◆ The exercise: Lay out each line of the rows below as a Markdown table with two columns, "No." and "Line text". Number the lines in order and leave out any blank lines.

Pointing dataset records
┏━━
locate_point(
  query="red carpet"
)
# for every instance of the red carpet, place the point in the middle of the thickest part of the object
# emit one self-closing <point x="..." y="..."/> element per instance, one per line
┗━━
◆ Full solution:
| No. | Line text |
|---|---|
| 1 | locate_point( |
| 2 |   query="red carpet" |
| 3 | ) |
| 4 | # for every instance of the red carpet, place the point in the middle of the thickest part of the object |
| 5 | # emit one self-closing <point x="..." y="..."/> element per instance, one per line |